## GIVEN PROBLEM
Reproduce every line of the excerpt below, scaling each x and y coordinate in the answers by 0.2 and rounding to whole numbers with halves rounded up, while leaving the coordinates in the format samples unchanged. Omit the pictures from your output.

[Excerpt from a dataset]

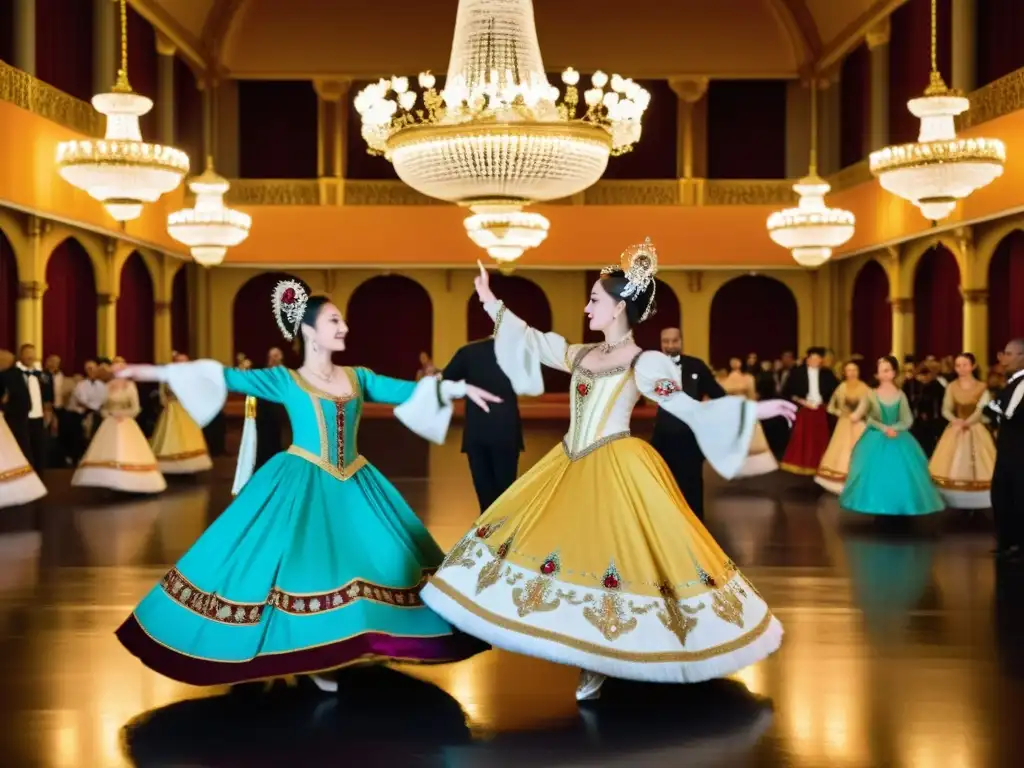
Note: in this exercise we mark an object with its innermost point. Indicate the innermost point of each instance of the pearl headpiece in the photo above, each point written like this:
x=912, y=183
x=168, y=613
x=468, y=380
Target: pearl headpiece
x=289, y=302
x=640, y=264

## REPLY TO THE TASK
Note: in this exercise we mark an object with its innermost point. Indicate the innermost point of each instance of the pearl headpiece in the photo above, each point written like this:
x=912, y=183
x=168, y=613
x=468, y=380
Target: pearl headpiece
x=58, y=60
x=128, y=53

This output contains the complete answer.